Detection annotation records
================

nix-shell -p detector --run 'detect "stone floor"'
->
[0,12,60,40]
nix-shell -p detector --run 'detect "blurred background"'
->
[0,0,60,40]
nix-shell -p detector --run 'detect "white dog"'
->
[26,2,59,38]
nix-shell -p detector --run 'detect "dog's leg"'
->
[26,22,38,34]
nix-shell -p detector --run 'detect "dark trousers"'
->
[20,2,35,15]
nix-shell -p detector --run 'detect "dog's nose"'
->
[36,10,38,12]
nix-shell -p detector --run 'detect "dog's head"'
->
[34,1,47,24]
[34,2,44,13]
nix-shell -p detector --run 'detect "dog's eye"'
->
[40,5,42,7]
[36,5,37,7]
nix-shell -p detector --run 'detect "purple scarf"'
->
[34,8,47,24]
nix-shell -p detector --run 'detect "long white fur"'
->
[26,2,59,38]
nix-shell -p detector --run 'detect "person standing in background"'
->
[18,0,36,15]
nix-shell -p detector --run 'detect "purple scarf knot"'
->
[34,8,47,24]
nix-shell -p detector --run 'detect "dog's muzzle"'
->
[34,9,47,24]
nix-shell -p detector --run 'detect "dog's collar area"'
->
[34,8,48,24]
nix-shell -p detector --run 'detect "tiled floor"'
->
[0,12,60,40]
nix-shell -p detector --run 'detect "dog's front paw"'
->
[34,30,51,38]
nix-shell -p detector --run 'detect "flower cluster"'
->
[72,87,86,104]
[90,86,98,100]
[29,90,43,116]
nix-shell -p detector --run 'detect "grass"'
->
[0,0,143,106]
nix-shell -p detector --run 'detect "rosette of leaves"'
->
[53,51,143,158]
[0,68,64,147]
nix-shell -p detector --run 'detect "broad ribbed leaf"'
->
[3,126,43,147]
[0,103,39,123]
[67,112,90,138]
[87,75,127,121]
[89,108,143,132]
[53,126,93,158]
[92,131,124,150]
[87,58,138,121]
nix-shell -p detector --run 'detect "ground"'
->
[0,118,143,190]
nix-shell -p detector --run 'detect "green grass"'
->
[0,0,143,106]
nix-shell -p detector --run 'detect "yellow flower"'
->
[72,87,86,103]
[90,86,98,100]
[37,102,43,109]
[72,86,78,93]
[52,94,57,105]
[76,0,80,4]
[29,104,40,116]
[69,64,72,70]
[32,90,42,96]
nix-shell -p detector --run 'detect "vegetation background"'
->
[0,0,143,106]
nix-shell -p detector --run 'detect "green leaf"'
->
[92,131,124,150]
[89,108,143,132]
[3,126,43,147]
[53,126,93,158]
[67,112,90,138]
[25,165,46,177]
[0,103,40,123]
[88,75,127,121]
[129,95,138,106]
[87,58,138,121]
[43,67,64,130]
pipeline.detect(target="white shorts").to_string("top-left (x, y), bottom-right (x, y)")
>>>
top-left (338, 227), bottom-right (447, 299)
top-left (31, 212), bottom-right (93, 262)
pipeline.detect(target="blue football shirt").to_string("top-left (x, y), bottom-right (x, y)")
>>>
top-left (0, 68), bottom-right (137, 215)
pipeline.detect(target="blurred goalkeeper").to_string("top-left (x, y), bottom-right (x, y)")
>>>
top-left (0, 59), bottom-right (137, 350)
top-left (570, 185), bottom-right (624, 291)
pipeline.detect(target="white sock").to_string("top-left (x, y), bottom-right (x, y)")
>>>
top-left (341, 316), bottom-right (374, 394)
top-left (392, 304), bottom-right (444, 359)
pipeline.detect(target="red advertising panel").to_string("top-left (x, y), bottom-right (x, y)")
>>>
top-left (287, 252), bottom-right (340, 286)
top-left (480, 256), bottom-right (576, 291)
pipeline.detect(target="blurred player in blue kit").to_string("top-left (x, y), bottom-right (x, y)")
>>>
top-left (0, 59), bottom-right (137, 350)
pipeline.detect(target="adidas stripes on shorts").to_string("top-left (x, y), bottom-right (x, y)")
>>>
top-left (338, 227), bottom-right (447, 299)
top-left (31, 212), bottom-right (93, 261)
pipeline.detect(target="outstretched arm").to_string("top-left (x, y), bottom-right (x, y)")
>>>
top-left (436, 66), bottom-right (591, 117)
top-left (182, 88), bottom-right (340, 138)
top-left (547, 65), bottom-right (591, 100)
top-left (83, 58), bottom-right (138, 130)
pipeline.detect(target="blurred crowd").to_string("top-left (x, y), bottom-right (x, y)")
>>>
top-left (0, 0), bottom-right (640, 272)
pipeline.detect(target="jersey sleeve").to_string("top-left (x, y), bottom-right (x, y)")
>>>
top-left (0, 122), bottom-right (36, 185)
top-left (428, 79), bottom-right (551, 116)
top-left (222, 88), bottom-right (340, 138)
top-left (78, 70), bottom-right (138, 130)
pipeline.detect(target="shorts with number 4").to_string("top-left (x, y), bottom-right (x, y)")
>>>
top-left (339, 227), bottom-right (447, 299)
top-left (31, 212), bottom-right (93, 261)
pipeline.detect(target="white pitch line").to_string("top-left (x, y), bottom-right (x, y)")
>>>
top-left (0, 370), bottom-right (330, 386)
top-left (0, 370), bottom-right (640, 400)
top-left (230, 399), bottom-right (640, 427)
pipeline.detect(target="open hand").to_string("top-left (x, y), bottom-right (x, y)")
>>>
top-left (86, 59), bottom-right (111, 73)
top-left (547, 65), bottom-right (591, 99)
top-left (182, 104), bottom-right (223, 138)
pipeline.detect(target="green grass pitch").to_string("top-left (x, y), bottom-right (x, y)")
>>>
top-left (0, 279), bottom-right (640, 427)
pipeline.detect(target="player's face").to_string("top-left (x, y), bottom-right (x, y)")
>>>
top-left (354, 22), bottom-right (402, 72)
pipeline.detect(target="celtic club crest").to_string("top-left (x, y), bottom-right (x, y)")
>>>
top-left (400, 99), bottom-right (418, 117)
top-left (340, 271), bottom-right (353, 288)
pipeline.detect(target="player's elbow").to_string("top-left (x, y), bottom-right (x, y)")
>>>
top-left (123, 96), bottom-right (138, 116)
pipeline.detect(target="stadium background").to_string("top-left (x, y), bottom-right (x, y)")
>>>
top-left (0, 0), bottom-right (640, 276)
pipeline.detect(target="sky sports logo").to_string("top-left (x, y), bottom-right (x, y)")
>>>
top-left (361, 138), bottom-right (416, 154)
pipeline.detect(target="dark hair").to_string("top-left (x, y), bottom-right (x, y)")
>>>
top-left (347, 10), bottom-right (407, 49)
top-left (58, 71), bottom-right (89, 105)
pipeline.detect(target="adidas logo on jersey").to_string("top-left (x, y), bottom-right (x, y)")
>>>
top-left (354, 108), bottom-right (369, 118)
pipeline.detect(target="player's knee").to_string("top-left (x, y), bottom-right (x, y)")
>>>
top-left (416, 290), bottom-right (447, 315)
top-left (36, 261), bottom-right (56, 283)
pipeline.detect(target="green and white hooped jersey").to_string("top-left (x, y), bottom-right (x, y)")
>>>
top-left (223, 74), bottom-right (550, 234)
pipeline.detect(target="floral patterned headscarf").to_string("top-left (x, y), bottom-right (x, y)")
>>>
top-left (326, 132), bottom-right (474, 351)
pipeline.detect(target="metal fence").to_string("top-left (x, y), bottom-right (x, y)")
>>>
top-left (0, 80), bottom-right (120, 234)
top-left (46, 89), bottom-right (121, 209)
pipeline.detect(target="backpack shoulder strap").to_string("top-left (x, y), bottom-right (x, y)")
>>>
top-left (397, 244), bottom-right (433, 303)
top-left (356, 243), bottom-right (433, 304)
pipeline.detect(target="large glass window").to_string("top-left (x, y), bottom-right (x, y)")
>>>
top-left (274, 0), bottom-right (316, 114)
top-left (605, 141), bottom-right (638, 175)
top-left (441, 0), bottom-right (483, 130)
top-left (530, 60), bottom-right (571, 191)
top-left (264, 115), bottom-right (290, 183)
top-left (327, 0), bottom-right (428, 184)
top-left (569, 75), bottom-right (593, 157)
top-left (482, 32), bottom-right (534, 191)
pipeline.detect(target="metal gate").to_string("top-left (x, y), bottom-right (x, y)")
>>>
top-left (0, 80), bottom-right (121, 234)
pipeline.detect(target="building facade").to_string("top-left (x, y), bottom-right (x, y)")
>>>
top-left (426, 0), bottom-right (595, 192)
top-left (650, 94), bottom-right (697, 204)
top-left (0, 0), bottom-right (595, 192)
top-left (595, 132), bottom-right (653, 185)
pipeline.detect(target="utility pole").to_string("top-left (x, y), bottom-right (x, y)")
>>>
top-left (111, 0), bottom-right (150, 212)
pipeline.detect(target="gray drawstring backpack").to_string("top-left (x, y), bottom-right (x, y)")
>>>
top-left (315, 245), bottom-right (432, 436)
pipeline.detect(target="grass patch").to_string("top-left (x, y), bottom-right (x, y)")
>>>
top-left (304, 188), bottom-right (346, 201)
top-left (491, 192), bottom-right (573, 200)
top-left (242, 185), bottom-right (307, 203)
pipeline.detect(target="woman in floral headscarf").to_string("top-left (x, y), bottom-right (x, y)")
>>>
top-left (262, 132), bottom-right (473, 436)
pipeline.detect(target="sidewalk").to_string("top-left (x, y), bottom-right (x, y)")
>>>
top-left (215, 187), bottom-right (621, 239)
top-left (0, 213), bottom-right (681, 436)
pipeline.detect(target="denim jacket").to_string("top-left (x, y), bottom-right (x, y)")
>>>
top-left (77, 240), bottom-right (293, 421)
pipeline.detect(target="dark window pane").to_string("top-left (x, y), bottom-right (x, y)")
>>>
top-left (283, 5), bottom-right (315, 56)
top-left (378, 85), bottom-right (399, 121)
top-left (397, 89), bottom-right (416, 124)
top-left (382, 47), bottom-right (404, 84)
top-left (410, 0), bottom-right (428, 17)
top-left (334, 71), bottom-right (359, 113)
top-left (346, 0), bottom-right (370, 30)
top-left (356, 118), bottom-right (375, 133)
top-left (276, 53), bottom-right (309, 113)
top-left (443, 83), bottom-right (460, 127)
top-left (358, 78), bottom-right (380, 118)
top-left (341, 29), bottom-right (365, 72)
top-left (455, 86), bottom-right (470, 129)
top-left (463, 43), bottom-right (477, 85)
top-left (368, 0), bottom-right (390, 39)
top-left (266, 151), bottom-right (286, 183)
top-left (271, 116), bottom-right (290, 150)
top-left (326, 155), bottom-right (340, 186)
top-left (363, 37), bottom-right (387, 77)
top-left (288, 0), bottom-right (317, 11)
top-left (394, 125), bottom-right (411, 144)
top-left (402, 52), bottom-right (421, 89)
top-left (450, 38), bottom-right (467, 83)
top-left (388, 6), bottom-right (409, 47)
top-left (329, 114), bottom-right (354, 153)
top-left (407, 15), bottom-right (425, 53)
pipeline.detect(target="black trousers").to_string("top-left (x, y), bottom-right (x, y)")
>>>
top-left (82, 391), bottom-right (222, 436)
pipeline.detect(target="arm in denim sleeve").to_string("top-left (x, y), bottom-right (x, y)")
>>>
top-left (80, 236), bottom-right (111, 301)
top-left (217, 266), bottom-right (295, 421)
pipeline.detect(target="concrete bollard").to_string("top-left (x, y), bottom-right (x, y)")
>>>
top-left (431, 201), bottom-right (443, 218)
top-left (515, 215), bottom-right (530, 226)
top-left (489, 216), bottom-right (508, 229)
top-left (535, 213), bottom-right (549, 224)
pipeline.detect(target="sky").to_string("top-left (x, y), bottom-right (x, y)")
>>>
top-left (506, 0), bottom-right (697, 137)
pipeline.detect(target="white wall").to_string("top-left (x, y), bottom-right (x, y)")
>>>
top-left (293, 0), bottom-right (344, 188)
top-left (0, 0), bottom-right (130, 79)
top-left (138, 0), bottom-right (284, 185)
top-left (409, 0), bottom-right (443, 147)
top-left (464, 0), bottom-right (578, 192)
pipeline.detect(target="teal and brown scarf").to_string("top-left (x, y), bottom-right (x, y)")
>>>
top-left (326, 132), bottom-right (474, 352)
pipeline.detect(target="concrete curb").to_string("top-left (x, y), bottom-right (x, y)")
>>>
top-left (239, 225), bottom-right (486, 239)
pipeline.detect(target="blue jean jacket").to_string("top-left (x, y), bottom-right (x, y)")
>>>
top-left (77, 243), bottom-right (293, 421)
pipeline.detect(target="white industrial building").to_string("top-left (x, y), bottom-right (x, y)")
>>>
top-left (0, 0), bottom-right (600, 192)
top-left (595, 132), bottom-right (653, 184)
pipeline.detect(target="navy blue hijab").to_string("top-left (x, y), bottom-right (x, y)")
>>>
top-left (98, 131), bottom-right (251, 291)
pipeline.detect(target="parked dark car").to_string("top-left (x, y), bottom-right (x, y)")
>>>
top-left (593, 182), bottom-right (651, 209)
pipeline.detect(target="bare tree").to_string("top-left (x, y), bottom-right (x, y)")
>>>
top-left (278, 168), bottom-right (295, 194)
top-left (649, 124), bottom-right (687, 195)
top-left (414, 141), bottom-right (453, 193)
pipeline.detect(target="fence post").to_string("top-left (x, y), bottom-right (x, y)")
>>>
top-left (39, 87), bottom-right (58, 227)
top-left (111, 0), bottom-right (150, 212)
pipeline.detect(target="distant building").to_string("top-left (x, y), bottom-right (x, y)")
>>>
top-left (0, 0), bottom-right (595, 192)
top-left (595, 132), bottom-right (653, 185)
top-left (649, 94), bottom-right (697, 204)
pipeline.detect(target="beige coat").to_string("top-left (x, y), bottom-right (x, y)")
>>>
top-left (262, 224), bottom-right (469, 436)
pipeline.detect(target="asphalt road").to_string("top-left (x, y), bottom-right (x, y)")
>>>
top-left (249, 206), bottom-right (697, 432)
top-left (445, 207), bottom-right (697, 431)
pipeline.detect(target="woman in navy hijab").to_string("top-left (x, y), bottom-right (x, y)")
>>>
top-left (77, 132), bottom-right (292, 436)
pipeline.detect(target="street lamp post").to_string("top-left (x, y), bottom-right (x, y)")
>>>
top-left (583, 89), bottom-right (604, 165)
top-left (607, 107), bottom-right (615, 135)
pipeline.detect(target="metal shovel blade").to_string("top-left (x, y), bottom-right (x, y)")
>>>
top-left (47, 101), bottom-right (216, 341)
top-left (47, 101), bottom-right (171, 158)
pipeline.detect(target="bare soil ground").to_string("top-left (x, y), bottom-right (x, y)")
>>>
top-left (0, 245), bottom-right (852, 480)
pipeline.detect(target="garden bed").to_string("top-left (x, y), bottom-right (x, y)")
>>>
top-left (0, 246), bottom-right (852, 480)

================

_Your goal_. Return every line from the records above that contains the word "jersey".

_Answer to this task_.
pipeline.detect(target="jersey sleeve").to_string("top-left (x, y), bottom-right (x, y)")
pipeline.detect(target="adidas logo on jersey").to_string("top-left (x, y), bottom-right (x, y)")
pipeline.detect(target="green and white hooped jersey").to_string("top-left (x, y), bottom-right (x, y)")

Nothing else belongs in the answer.